Viele Frauen und ein Mann: Agnes, Eta, Isabel und Lily in China und Japan

Eta Harich-Schneider (*1894) und Isabel Kreitz (*1967) gehören zu den Künstlerinnen, die in manchen Kreisen weltberühmt und in anderen vollkommen unbekannt sind.
Ähnlich verhält es sich mit den Journalistinnen Lily Abegg (*1901) und Agnes Smedley (*1892). 
Zu den bekanntesten Werken von Kreitz gehört DIE SACHE MIT SORGE, das vor 15 Jahren erschien (Hamburg, 2008); so hieß ein Kapitel in den Memoiren - CHARAKTERE UND KATASTROPHEN - von Harich-Schneider. (Berlin, 1978)
Kreitz war als jüngste von diesen die einzige, die Sorge (*1895) nicht persönlich kennenlernen konnte. Erstaunlicherweise beginnt ihr Buch allerdings mit einer anderen Frau namens Ruth (*1907), die wiederum Erinnerungen unter dem Titel SONJAS RAPPORT veröffentlich hatte in denen am Anfang mitgeteilt wurde, dass sie in China Ursula Hamburger hiess. (Berlin, 1977) Diese wiederum war im Sommer 1930 mit ihrem Mann von Berlin über Sibirien nach Shanghai gereist, wo Smedley und Sorge schon vor ihnen eingetroffen waren. (Harich-Schneider, Smedley und Sorge hatten vorher länger in Berlin gelebt; Ruth war eine echte Berlinerin.)

- - - -

## ZIEL
Geben Sie aus dem Lesetext den Abschnitt zwischen „Zu den bekanntesten“ und „eine echte Berlinerin.)“, beide eingeschlossen, wortgetreu wieder. Die Einträge stellen eigenständiges Material dar und gehören nicht zum Lesetext.

- - - -

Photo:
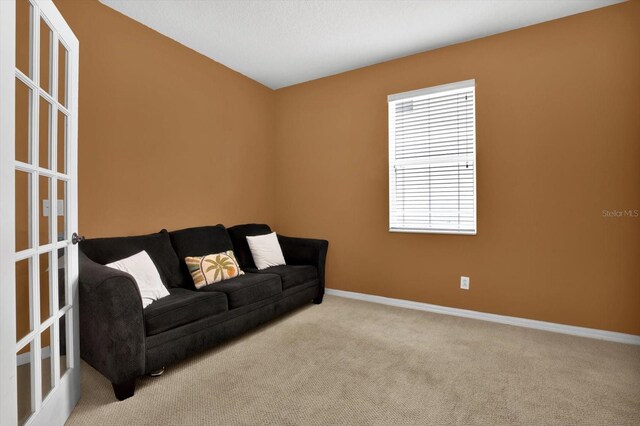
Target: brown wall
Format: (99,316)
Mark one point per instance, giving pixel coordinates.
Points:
(558,140)
(167,137)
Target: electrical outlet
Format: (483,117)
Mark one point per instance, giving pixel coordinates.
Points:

- - - -

## ANTWORT
Zu den bekanntesten Werken von Kreitz gehört DIE SACHE MIT SORGE, das vor 15 Jahren erschien (Hamburg, 2008); so hieß ein Kapitel in den Memoiren - CHARAKTERE UND KATASTROPHEN - von Harich-Schneider. (Berlin, 1978)
Kreitz war als jüngste von diesen die einzige, die Sorge (*1895) nicht persönlich kennenlernen konnte. Erstaunlicherweise beginnt ihr Buch allerdings mit einer anderen Frau namens Ruth (*1907), die wiederum Erinnerungen unter dem Titel SONJAS RAPPORT veröffentlich hatte in denen am Anfang mitgeteilt wurde, dass sie in China Ursula Hamburger hiess. (Berlin, 1977) Diese wiederum war im Sommer 1930 mit ihrem Mann von Berlin über Sibirien nach Shanghai gereist, wo Smedley und Sorge schon vor ihnen eingetroffen waren. (Harich-Schneider, Smedley und Sorge hatten vorher länger in Berlin gelebt; Ruth war eine echte Berlinerin.)